▶ **TASK DESCRIPTION**: Repeat all of the records verbatim.

▶ **INFORMATION GIVEN**:
■ ■ ■ ■

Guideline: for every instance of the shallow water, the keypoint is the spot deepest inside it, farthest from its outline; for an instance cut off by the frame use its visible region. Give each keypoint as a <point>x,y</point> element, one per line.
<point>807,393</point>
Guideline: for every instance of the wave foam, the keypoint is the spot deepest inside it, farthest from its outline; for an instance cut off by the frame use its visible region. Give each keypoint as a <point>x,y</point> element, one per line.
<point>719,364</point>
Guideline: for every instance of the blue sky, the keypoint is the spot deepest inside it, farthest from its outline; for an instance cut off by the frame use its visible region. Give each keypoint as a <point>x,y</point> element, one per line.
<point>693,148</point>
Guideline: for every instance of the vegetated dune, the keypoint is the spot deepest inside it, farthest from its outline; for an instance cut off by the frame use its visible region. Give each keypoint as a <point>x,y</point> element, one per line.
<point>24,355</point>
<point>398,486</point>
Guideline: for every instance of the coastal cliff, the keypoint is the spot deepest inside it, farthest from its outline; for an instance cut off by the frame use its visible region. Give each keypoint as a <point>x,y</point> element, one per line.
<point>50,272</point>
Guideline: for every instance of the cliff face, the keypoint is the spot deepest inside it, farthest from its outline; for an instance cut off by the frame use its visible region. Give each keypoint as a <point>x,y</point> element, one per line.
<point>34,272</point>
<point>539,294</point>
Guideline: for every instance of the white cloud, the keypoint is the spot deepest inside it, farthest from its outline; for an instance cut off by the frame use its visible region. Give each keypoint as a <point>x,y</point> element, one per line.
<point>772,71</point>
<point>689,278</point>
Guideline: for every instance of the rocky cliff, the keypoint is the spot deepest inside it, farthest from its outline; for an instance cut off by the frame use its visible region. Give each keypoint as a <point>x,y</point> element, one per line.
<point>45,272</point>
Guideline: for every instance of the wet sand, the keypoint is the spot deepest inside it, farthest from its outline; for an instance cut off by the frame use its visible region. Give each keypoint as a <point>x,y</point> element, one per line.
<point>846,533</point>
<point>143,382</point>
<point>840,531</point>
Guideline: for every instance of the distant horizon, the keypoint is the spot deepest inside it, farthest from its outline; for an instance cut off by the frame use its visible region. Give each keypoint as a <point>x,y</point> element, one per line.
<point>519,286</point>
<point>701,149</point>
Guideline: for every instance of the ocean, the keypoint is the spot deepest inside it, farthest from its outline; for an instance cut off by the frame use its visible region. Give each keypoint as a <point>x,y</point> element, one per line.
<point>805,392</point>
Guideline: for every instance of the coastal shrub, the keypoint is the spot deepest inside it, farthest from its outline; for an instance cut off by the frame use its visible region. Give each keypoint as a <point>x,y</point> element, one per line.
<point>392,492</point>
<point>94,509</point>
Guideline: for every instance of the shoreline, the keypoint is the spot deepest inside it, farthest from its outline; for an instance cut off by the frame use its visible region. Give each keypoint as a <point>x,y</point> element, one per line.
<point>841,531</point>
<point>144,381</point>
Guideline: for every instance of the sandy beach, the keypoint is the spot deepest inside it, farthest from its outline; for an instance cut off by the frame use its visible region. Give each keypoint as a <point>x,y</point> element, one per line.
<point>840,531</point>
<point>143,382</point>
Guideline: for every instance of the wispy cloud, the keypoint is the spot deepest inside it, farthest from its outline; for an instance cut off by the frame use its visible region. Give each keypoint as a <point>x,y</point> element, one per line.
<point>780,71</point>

■ ■ ■ ■

▶ **EXERCISE RESPONSE**:
Guideline: for every instance of the shallow water, the keypoint is the spot deepest inside it, farthest from its outline; for an instance cut off by the frame use its visible region. Give each keypoint as a <point>x,y</point> element, one per line.
<point>807,393</point>
Guideline: for every instance of the wave foam, the keypoint is the spot deepest inside it, farthest from its outline; for an instance cut off by the frame use its visible region. Give each keypoint as a <point>x,y</point> element, one per line.
<point>719,364</point>
Guideline: for every instance of the blue sky, the keypoint is the spot deepest inside it, farthest from its outline; for an instance cut off by the frame use its visible region. Give each keypoint as a <point>x,y</point> element, one per line.
<point>693,148</point>
Guideline: for every instance of the vegetated dune, the keypoint is the spot deepest inside it, farthest from its outline; for an instance cut off by the frame use its visible region. Give each keypoint as a <point>x,y</point> element, one per line.
<point>24,355</point>
<point>398,486</point>
Guideline: for every instance of the coastal cliff, the keypoint is the spot deepest inside it, farthest from its outline; for an instance cut off by the frame use its visible region. Give each keypoint as a <point>x,y</point> element, one per line.
<point>50,272</point>
Guideline: for every instance of the cliff face, the keypoint is the spot deepest inside it, farthest from its outline; for an instance cut off by the frame use its visible region. Give each keypoint as a <point>x,y</point> element, one per line.
<point>34,272</point>
<point>539,294</point>
Guideline: for every instance of the white cloud, the keypoint is the spot deepest inside it, farthest from its outline; for an instance cut off by the frame use its visible region. Give each keypoint as a <point>x,y</point> element, one per line.
<point>772,71</point>
<point>689,278</point>
Guideline: for every instance of the rocky cliff, the keypoint is the spot deepest inside it, farthest from its outline; for an instance cut off by the frame use its visible region. Give each keypoint as a <point>x,y</point> element, one per line.
<point>45,272</point>
Guideline: for every instance of the wet sand, the keypoint is the spot deepest inside it, farthest from its outline; for an instance cut off by the frame use its visible region. Give each keypoint as a <point>x,y</point> element, one per line.
<point>846,533</point>
<point>143,382</point>
<point>840,531</point>
Guideline: for every instance of the distant horizon, the keypoint is the spot deepest inside it, farthest from its outline; for an instance cut off by the frame use its visible region. Give each keypoint as a <point>x,y</point> element, one per line.
<point>519,286</point>
<point>701,149</point>
Guideline: for every instance of the ocean, the keypoint is the spot deepest inside it, farthest from its outline; for an instance cut off by the frame use its visible region. Give each keypoint as a <point>x,y</point> element, one per line.
<point>805,392</point>
Guideline: for every instance of the coastal shrub, the keypoint is the spot deepest inside it, farthest from its outline; for an instance cut off by the frame use its visible region. Give each keypoint as a <point>x,y</point> element, one per line.
<point>392,492</point>
<point>94,509</point>
Guideline: for every instance of the shoreline, the keypoint is the spot deepest inside it, farthest from its outline; for an instance cut off by the frame use its visible region. Give each keypoint as a <point>x,y</point> element, one per line.
<point>841,531</point>
<point>144,381</point>
Guideline: for every instance of the sandy beach, the keypoint is the spot deepest inside it, farthest from its outline; for an instance cut off by the frame use its visible region. Give each keypoint as a <point>x,y</point> element, one per line.
<point>840,531</point>
<point>143,382</point>
Guideline: for every instance of the wispy cloud, the keypoint is the spot deepest inside it, farthest from its outline; for an instance cut off by the frame use its visible region. Give each keypoint as a <point>x,y</point> element, one per line.
<point>780,71</point>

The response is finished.